Rows from a dataset
■ ■ ■ ■ ■ ■ ■

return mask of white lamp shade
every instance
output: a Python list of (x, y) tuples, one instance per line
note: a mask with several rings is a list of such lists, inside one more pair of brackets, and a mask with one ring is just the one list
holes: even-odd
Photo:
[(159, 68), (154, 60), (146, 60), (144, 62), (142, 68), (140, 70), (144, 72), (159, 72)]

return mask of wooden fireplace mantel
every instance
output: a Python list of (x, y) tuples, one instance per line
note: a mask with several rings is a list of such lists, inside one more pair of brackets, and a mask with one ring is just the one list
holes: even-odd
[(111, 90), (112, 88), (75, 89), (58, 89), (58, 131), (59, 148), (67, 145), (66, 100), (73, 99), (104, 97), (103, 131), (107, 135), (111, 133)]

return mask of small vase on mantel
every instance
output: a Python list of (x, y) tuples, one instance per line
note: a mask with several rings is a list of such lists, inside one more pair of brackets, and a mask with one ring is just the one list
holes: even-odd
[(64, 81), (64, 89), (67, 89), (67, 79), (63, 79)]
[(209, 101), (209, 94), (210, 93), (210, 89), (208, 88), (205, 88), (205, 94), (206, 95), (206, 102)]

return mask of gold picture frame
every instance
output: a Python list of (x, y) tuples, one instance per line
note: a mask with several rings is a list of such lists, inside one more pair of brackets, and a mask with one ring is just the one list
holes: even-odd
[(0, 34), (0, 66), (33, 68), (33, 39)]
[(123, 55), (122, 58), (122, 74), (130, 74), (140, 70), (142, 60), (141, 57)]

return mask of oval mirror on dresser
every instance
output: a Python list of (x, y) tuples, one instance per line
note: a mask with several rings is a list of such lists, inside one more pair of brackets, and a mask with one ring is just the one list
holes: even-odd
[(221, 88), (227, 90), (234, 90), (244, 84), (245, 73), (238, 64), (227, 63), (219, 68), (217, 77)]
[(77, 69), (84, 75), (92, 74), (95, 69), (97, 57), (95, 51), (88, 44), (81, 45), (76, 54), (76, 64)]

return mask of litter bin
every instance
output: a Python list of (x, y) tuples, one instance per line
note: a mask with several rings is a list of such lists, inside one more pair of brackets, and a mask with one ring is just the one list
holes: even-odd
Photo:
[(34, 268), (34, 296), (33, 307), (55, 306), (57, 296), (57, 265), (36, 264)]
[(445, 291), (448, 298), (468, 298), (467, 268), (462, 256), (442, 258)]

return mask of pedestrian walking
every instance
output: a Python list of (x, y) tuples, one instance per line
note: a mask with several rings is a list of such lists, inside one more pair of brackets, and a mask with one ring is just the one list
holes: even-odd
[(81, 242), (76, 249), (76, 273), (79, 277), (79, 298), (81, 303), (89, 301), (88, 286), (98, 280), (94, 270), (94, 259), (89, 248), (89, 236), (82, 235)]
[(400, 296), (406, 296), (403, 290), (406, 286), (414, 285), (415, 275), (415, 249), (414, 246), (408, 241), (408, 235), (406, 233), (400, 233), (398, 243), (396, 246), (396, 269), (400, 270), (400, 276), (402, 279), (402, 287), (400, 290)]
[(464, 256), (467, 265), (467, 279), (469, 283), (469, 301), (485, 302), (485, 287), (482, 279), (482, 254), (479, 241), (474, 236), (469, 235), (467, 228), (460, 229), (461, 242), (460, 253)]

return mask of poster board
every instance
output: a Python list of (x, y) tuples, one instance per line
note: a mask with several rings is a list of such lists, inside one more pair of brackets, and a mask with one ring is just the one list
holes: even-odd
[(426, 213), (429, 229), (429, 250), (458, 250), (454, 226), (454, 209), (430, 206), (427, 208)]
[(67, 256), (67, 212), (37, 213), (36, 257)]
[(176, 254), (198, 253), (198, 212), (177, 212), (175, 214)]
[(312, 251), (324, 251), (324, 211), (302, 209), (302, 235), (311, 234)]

■ ■ ■ ■ ■ ■ ■

**Prompt**
Reproduce the rows from the line with "return mask of litter bin" up to and including the line with "256), (442, 258)]", keeping the request lines unchanged. Offset every x and y coordinate in the polygon outlines by 103.

**Result below**
return mask of litter bin
every instance
output: a Python list of (x, y) tuples, one instance per line
note: a mask with several rings is a list of such lists, inside one more pair of brackets, and a mask with one ring is just the one list
holes: even-odd
Photo:
[(137, 371), (137, 399), (136, 410), (158, 409), (160, 399), (160, 368), (139, 367)]
[(548, 394), (551, 401), (571, 401), (570, 371), (565, 359), (545, 361)]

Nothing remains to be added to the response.